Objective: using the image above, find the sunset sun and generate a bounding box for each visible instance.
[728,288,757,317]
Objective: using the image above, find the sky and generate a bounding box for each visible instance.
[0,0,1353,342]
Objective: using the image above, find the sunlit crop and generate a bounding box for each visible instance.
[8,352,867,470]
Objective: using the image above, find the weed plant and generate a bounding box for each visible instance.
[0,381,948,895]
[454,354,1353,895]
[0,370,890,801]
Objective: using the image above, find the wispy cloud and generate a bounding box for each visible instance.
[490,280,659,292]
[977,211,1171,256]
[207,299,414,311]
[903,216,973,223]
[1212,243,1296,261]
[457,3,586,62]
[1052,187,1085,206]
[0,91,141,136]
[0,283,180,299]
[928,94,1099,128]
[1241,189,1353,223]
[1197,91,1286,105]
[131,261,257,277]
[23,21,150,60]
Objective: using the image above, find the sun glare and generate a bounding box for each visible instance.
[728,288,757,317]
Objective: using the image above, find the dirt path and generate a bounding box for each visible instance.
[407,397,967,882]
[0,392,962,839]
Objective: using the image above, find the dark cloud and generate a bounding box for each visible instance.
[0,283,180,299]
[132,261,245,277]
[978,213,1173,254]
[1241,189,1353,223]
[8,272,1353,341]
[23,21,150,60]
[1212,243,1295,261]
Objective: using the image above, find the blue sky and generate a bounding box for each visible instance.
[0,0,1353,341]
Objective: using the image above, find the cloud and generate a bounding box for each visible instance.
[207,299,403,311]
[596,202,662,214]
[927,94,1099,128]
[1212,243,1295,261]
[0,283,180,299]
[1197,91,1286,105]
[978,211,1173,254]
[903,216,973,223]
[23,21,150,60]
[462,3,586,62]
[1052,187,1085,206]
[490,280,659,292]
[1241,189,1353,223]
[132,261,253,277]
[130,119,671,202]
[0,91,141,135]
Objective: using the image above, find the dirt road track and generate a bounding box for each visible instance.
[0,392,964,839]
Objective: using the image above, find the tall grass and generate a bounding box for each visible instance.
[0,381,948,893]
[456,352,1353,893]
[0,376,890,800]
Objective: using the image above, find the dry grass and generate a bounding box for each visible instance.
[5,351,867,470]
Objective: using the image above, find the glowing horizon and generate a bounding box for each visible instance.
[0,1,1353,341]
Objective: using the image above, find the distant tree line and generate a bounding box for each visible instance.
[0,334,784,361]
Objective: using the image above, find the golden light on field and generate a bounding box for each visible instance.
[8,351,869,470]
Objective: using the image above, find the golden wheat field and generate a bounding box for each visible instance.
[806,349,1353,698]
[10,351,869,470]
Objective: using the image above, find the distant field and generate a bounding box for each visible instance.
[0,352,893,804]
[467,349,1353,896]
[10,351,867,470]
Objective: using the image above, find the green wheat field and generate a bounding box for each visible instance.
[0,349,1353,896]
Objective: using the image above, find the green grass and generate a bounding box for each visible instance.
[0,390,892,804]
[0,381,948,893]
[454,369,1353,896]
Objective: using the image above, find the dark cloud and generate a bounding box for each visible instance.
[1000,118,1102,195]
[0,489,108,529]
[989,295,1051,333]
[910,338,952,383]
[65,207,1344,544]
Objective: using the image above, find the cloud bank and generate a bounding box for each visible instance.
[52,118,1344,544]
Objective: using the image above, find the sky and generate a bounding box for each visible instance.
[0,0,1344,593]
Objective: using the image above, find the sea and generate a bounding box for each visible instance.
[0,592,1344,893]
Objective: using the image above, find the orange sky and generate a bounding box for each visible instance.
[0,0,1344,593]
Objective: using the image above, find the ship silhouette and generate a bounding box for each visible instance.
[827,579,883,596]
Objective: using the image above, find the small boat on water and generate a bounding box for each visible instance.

* The exercise: Render every line of the listing above as a numbered list, leaving out any blank lines.

* Solution below:
1. Objective: using the image above, find the sunset sun and generate a bounding box for each visible instance.
2. [728,288,757,317]
3. Objective: using the image above, find the sky and generate a bounding box for each visible instance.
4. [0,0,1353,342]
5. Objective: using the image above, find the sunlit crop and generate a bounding box for each visible instance.
6. [8,352,867,470]
7. Objective: using the image above, find the weed plant and generate a bounding box for each visible instance.
8. [0,381,948,895]
9. [454,354,1353,895]
10. [0,370,890,801]
11. Objective: using the image above, find the wispy cloud and generate a bounding box for each visible instance.
12. [490,280,659,292]
13. [977,211,1171,256]
14. [207,299,414,311]
15. [903,216,973,223]
16. [1212,243,1296,261]
17. [457,3,586,62]
18. [1052,187,1085,206]
19. [0,91,141,136]
20. [0,283,180,299]
21. [928,94,1099,128]
22. [1241,189,1353,223]
23. [1197,91,1286,105]
24. [131,261,257,277]
25. [23,21,150,60]
26. Objective: using the image above, find the sun glare and generate a bounding box for each visible instance.
27. [728,288,757,317]
28. Objective: using the image above, find the dirt path and generate a bounding box for each visible instance.
29. [407,397,967,882]
30. [0,392,962,839]
31. Objective: using the image above, find the dark cloud and generate a bounding box for each visible instance.
32. [0,283,180,299]
33. [132,261,245,277]
34. [978,213,1173,254]
35. [1241,189,1353,223]
36. [8,272,1353,341]
37. [23,21,150,60]
38. [1212,243,1295,261]
39. Objective: using the image above, find the blue sky and generate a bounding box for each visible instance.
40. [0,0,1353,341]
41. Objective: using the image above, find the cloud and generate a bounding box for each visible instance.
42. [207,299,403,311]
43. [596,202,662,214]
44. [927,94,1099,128]
45. [1212,243,1295,261]
46. [0,283,180,299]
47. [1197,91,1286,105]
48. [978,211,1173,254]
49. [903,216,973,223]
50. [23,21,150,60]
51. [462,3,586,62]
52. [1052,187,1085,206]
53. [490,280,659,292]
54. [1241,189,1353,223]
55. [132,261,253,277]
56. [130,119,671,202]
57. [0,91,141,135]
58. Objective: using the image above, find the dirt road track and generate a bounding box for each visible instance.
59. [0,392,964,839]
60. Objective: using the image above, find the tall grass and generate a bounding box for each visible instance.
61. [0,381,948,893]
62. [456,352,1353,893]
63. [0,376,890,800]
64. Objective: using the image above, find the dry grass and generate a bounding box for each visible instance.
65. [5,351,867,470]
66. Objective: using the image above, find the glowing horizon and generate a bounding box for each visible instance.
67. [0,1,1353,341]
68. Objective: using the image above, find the distant tree line and generate a bounding box for each visible instance.
69. [0,334,784,361]
70. Objective: using the image above, find the golden light on field and generate a bounding box for each visible instance.
71. [8,351,869,470]
72. Objective: using the image above, find the golden wheat field and generate a bounding box for each visible instance.
73. [806,349,1353,698]
74. [10,351,869,470]
75. Objective: using the image above, find the distant field and generate a bounding box for each visible instance.
76. [0,352,893,804]
77. [467,349,1353,896]
78. [10,351,867,470]
79. Objective: using the image above, find the green wheat field and generate a bounding box for each visible instance.
80. [0,349,1353,896]
81. Objective: using the image above, find the green grass and generate a bounding box for each visible instance.
82. [0,390,892,804]
83. [0,381,948,893]
84. [454,369,1353,896]
85. Objective: using the image above, find the dark cloud and generate a bounding box for each visible instance.
86. [1000,118,1102,195]
87. [0,489,108,529]
88. [989,295,1051,333]
89. [910,338,952,383]
90. [65,207,1344,544]
91. Objective: using the image above, find the cloud bank and generate a bounding box for each visible instance.
92. [52,118,1344,544]
93. Objective: using the image above, find the sky and generate a bounding box for each visible instance.
94. [0,0,1344,593]
95. Objective: using the image above, find the sea and generate a bounding box for each visible instance.
96. [0,592,1344,893]
97. Objective: using the image above, find the orange sky and generate a bounding box for each visible instance.
98. [0,0,1344,593]
99. Objective: using the image above, find the ship silhouette and generate a bounding box for each visible instance.
100. [827,579,883,596]
101. Objective: using the image above, find the small boat on water and generate a bounding box for each visible instance.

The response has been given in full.